Tasks to complete:
(1) Return the portion of the CDAP Workflows article between "Sagar Kapare is" and "in greater detail.", inclusive, with no changes.
(2) In the CDAP Workflows article, what are lightweight java classes run inside the same JVM as the Workflow Driver program called?

Supplied text:
____________
CDAP Workflows: A closer look

cdapio
cdapio
Published in
8 min readApr 21, 2019

October 13, 2015

Sagar Kapare is a Software Engineer at Cask where he is building software to simplify data application development. Prior to Cask, he worked on high performance digital messaging platform at StrongView Systems.

The Cask Data Application Platform (CDAP) is an open-source platform to build and deploy data applications on Apache Hadoop™. In a previous blog post we introduced Workflows, a core component of CDAP, in comparison with Apache Oozie. In this post we will discuss the CDAP Workflow engine in greater detail.

CDAP Workflows are used to execute batch programs in an order specified by users. Currently, CDAP Workflows support MapReduce, Spark programs or any custom java code. The MapReduce and Spark programs are added to an application and referred to inside a Workflow by using their names. This gives users ability to execute the program independently outside of the Workflow if required. The same program can also be referred to by multiple Workflows; thus giving users the ability to reuse the existing program code. Users can also execute lightweight java classes inside the same JVM as Workflow Driver program. These are called custom actions and are added directly inside the Workflow.
____________
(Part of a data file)
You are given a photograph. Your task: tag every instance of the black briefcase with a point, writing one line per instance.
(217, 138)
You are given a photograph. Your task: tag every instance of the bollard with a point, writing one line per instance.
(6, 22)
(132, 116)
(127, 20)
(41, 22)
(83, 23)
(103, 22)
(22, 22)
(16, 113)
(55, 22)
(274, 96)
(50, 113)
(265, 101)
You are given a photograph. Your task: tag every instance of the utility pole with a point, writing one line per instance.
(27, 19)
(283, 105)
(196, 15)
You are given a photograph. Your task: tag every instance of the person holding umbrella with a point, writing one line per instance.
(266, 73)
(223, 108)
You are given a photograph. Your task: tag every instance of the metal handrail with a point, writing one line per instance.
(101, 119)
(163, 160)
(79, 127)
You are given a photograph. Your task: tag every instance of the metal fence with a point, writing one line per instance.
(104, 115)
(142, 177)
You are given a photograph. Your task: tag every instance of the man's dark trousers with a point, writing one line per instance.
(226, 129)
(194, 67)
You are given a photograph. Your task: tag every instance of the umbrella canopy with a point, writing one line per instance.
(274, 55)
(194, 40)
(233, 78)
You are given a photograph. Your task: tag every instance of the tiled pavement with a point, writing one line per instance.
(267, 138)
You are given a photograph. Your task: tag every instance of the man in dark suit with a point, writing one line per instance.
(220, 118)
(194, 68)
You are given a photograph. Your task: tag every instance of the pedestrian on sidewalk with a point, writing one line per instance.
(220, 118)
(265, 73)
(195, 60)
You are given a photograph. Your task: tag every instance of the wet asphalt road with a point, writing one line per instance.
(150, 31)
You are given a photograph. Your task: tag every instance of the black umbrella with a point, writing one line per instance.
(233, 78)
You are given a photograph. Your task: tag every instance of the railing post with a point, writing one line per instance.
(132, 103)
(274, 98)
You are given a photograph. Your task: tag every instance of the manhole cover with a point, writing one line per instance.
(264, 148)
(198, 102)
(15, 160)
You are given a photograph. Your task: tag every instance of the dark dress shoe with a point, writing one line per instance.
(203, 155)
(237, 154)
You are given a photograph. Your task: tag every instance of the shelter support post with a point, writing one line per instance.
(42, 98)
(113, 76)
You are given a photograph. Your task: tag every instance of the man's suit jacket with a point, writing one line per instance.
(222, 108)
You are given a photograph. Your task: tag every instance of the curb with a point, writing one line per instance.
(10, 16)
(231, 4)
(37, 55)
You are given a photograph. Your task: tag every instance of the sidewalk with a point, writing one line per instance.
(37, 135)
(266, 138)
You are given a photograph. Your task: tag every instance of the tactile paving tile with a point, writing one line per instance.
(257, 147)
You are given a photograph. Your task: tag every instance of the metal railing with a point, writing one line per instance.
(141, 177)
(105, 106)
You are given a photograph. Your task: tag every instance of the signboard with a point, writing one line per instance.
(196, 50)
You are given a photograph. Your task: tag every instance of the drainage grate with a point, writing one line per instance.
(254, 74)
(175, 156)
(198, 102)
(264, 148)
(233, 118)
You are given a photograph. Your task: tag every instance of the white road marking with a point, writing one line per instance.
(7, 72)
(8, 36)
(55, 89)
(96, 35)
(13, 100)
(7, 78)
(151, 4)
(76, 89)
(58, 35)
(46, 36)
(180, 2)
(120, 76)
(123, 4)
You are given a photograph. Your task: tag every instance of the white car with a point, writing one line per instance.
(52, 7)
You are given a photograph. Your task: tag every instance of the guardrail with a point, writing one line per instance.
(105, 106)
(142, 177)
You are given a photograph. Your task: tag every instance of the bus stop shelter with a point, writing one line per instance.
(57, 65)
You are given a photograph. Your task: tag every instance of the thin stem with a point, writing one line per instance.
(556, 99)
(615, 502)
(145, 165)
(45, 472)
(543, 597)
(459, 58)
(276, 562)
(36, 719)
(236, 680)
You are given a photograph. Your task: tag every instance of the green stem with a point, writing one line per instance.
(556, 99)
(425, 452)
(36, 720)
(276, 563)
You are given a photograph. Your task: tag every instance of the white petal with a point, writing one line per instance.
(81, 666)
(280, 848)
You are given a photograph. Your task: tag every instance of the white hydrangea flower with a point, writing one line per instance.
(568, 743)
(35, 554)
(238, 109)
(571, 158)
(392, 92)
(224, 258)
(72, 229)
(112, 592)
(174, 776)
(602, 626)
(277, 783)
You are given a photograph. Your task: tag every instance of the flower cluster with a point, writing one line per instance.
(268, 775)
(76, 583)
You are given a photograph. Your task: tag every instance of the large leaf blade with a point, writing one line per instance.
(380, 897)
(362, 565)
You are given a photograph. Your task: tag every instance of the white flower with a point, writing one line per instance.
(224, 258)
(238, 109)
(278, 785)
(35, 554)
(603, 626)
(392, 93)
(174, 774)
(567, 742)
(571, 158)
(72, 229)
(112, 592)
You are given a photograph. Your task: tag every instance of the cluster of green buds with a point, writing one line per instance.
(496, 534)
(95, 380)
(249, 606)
____________
Answers per task:
(1)
Sagar Kapare is a Software Engineer at Cask where he is building software to simplify data application development. Prior to Cask, he worked on high performance digital messaging platform at StrongView Systems.

The Cask Data Application Platform (CDAP) is an open-source platform to build and deploy data applications on Apache Hadoop™. In a previous blog post we introduced Workflows, a core component of CDAP, in comparison with Apache Oozie. In this post we will discuss the CDAP Workflow engine in greater detail.

(2) They are called custom actions.